_Work task 1_: From the post on creativity and the UN Sustainable Development Goals, extract the stretch from "A Convergence of" through "Assembly (political gridlock!).".
_Work task 2_: In the post on creativity and the UN Sustainable Development Goals, which organizations lead the SDG Media Summit initiative?
_Work task 3_: List every event that the post on creativity and the UN Sustainable Development Goals says the 2019 SDG Media Summit was deliberately scheduled to come before.

_Selected passage_:

----------------------------------------

How creativity can change the world

Matt Wurst

VP, Client Management

As marketers, we know that how you communicate is often just as important as what you communicate.

The United Nations has prioritized 17 Sustainable Development Goals, also known as SDGs, that have become a blueprint to achieve a better and more sustainable future for humanity. From poverty and hunger to climate change and quality education for all, these SDGs are managed, prioritized, funded and staffed in complex and complicated ways. The biggest challenge, however, is often how to articulate the problem. The science and the actionable solutions must be presented to the general public in a cogent, clear way. This way, we can all understand why it matters and what to do about it.

A Convergence of Brilliance

Last week, dozens of creative and media leaders from around the world joined forces with scientists, policy experts and ambassadors from key nations on the floor of the United Nations Secretariat Building at the 2019 SDG Media Summit. The initiative is led by the United Nations Office of Partnerships and the Pvblic Foundation, deliberately planned for the week prior to Global Climate Week, UN Week (gridlock!) and the annual convention of the General Assembly (political gridlock!).

And with an urgent need for greater awareness, reach, engagement and resonance around the SDGs, bring in the marketing industry! Who better than some of the smartest and most experienced leaders from creative and strategy shops, media agencies and brands to join forces and make a difference?

Our agenda: to learn, share, think, plan and discuss how we can use creativity and technology to mitigate the biggest challenges of our time (and of all-time).

Our goal: to lay the foundation and create a framework that drives a decade of action, mainstreaming awareness into advocacy, advocacy into activism. Let’s just say that this was not your standard brand creative brief…

Shared Learnings

Among the many incredible, inspiring and often frustrating topics and themes shared, here are a few highlights:

  • Ursula Wynhoven, ITU Representative to the United Nations, and Charles Brigham, UN SDG Lead at ESRI talked about the impact of mobile, and SMS/text messaging as an easy, immediate means of improving health in rural, impoverished areas. Nearly half the world is still not connected to internet, and of that group, they are more likely to be women, older and in rural regions.

----------------------------------------

_Data under study_:
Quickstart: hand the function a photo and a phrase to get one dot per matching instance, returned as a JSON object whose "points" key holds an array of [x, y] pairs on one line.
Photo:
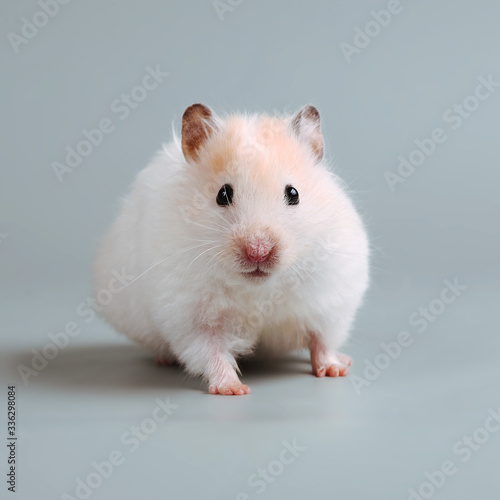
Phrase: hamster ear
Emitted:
{"points": [[198, 124], [306, 125]]}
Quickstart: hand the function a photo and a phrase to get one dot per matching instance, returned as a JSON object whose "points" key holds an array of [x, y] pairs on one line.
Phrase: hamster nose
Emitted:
{"points": [[258, 251]]}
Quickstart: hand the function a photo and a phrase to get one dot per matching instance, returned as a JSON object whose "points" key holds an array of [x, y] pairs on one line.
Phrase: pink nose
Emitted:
{"points": [[258, 251]]}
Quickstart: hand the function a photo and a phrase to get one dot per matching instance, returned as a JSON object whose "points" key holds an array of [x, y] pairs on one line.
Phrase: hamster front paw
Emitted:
{"points": [[326, 363], [229, 389]]}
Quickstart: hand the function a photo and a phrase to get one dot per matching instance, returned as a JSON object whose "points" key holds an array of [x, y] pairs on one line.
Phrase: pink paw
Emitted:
{"points": [[333, 370], [344, 359], [230, 389]]}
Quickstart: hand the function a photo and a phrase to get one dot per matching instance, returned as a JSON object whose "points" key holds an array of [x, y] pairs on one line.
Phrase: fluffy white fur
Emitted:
{"points": [[187, 299]]}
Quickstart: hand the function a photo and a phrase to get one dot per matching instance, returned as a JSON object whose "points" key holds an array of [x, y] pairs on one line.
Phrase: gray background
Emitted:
{"points": [[441, 223]]}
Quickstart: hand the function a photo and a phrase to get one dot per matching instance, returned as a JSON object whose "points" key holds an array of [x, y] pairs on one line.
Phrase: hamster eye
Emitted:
{"points": [[291, 195], [225, 195]]}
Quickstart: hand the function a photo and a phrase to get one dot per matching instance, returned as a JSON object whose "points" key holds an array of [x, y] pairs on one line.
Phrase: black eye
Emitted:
{"points": [[225, 195], [291, 196]]}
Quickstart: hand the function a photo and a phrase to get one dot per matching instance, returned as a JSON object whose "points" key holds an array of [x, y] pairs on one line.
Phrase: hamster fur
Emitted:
{"points": [[211, 277]]}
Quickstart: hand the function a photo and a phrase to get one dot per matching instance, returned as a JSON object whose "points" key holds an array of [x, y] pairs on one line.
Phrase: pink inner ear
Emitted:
{"points": [[197, 126], [307, 126]]}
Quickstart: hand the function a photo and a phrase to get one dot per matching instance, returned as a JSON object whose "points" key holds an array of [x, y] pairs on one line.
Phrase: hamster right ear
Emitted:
{"points": [[198, 124], [306, 125]]}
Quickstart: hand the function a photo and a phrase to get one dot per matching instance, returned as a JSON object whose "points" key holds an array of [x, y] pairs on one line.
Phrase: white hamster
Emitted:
{"points": [[236, 237]]}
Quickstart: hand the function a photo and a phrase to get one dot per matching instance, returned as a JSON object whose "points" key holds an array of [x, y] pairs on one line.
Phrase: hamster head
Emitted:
{"points": [[255, 190]]}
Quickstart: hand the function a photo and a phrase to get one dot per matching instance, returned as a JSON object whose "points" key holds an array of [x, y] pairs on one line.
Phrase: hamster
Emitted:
{"points": [[237, 237]]}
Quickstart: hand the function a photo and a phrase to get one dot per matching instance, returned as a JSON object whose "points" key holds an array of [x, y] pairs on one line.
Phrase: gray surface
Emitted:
{"points": [[441, 223]]}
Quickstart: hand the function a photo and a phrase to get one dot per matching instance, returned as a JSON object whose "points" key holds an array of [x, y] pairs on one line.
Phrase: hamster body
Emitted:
{"points": [[237, 237]]}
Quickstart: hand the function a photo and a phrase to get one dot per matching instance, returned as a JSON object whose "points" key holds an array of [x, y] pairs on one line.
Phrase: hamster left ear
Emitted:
{"points": [[198, 124], [307, 127]]}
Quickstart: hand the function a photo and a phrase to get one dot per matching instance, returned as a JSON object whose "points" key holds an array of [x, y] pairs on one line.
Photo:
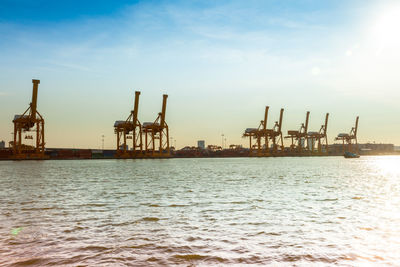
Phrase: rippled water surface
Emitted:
{"points": [[233, 211]]}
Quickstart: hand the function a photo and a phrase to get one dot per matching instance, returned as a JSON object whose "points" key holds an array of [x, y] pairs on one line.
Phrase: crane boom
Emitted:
{"points": [[136, 107], [356, 127], [265, 118], [280, 120], [306, 125], [34, 98], [326, 123], [164, 108]]}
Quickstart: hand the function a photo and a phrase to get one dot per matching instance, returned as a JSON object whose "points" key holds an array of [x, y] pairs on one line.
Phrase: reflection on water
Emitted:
{"points": [[201, 211]]}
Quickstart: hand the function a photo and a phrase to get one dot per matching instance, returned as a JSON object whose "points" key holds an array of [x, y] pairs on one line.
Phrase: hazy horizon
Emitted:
{"points": [[220, 62]]}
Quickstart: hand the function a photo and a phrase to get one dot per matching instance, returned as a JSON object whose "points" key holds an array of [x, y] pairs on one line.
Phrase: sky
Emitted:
{"points": [[220, 62]]}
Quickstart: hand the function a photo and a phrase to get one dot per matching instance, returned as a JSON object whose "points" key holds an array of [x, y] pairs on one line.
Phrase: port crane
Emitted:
{"points": [[30, 121], [129, 129], [259, 136], [318, 141], [157, 135], [275, 135], [349, 139], [299, 137]]}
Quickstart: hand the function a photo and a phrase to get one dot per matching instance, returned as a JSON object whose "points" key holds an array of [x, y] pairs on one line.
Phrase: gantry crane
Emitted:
{"points": [[129, 129], [299, 138], [259, 136], [157, 135], [349, 139], [29, 121], [319, 139], [275, 135]]}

----------------------------------------

_Answer section 1_:
A Convergence of Brilliance

Last week, dozens of creative and media leaders from around the world joined forces with scientists, policy experts and ambassadors from key nations on the floor of the United Nations Secretariat Building at the 2019 SDG Media Summit. The initiative is led by the United Nations Office of Partnerships and the Pvblic Foundation, deliberately planned for the week prior to Global Climate Week, UN Week (gridlock!) and the annual convention of the General Assembly (political gridlock!).

_Answer section 2_: The United Nations Office of Partnerships and the Pvblic Foundation.

_Answer section 3_:
- Global Climate Week
- UN Week
- The annual convention of the General Assembly